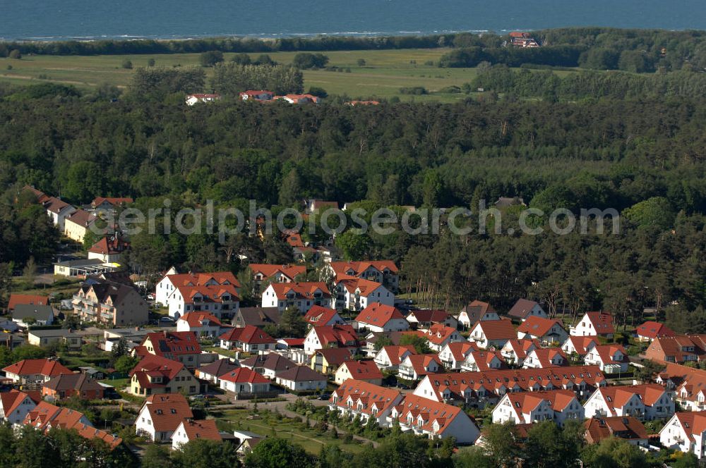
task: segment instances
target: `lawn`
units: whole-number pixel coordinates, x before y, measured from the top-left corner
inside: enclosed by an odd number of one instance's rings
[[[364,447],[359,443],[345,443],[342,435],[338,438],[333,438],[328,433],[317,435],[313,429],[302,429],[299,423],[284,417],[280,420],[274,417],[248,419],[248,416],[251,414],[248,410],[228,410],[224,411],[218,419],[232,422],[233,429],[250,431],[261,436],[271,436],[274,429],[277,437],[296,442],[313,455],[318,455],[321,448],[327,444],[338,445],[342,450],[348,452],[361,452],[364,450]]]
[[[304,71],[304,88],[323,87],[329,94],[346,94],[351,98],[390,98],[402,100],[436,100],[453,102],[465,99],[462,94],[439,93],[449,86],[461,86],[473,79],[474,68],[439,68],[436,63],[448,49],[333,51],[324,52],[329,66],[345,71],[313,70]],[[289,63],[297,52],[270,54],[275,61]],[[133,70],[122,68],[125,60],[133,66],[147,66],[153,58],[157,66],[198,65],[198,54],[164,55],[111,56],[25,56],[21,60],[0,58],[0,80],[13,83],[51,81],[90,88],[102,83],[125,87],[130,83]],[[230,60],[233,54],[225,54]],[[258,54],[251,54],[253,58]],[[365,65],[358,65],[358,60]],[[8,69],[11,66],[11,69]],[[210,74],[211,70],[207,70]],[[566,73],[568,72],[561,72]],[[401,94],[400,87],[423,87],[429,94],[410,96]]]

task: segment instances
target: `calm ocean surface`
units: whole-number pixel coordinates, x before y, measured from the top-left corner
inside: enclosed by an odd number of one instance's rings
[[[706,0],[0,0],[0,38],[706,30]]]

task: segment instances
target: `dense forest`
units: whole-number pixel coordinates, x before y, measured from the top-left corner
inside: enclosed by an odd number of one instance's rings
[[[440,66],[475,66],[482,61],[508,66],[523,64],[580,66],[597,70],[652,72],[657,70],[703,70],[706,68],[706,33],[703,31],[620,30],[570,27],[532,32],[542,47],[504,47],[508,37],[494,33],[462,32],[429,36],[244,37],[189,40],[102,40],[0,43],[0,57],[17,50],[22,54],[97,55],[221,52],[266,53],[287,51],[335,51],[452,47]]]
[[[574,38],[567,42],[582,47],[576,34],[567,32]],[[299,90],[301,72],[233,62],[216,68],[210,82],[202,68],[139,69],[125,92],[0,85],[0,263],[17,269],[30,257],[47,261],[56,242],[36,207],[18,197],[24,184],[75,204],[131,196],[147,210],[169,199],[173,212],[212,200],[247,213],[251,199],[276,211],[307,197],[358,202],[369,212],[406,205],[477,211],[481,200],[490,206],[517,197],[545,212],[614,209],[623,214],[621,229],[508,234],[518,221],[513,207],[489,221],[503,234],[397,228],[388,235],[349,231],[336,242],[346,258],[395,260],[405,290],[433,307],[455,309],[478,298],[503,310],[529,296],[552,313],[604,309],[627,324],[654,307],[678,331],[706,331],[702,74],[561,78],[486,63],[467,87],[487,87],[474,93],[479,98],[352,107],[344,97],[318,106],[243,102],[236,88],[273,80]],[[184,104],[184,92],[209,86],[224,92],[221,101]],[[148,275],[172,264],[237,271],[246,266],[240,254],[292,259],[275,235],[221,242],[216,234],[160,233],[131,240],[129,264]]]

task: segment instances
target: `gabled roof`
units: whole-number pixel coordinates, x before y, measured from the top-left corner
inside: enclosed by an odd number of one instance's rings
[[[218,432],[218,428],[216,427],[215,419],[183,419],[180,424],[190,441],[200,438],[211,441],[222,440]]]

# YOUR GOAL
Reproduce word for word everything from the beginning of the entries through the line containing "[[[706,0],[0,0],[0,38],[706,30]]]", including that line. Leave the pictures out of your copy.

# COMPLETE RESPONSE
task: segment instances
target: `lawn`
units: whole-number pixel coordinates, x before y, measured from the top-left corner
inside: enclosed by an odd number of one instance's rings
[[[364,447],[359,443],[345,443],[342,435],[338,438],[333,438],[328,433],[317,435],[313,429],[302,429],[299,423],[284,417],[280,420],[274,417],[248,419],[248,416],[251,414],[248,410],[228,410],[224,411],[218,419],[232,422],[233,429],[250,431],[261,436],[271,436],[274,429],[277,437],[296,442],[313,455],[318,455],[321,448],[327,444],[338,445],[342,450],[348,452],[361,452],[364,450]]]
[[[304,71],[304,88],[323,87],[329,94],[346,94],[351,98],[390,98],[402,100],[436,100],[453,102],[465,99],[462,94],[439,93],[449,86],[461,86],[473,79],[474,68],[439,68],[436,63],[448,49],[333,51],[324,52],[329,66],[345,71],[313,70]],[[289,63],[297,52],[270,54],[275,61]],[[133,70],[122,68],[125,60],[133,66],[147,66],[153,58],[157,66],[198,65],[198,54],[164,55],[111,56],[25,56],[21,60],[0,58],[0,80],[13,83],[51,81],[90,88],[102,83],[125,87],[130,83]],[[230,60],[233,54],[225,54]],[[258,54],[251,54],[253,58]],[[365,65],[358,65],[358,60]],[[8,69],[11,66],[11,69]],[[210,74],[211,70],[207,70]],[[566,73],[568,72],[561,72]],[[401,94],[400,87],[423,87],[429,94],[410,96]]]

task: segment instances
target: `calm ocean surface`
units: whole-number pixel coordinates, x before y, measured from the top-left corner
inside: enclosed by an odd number of one instance's rings
[[[706,0],[0,0],[0,38],[706,30]]]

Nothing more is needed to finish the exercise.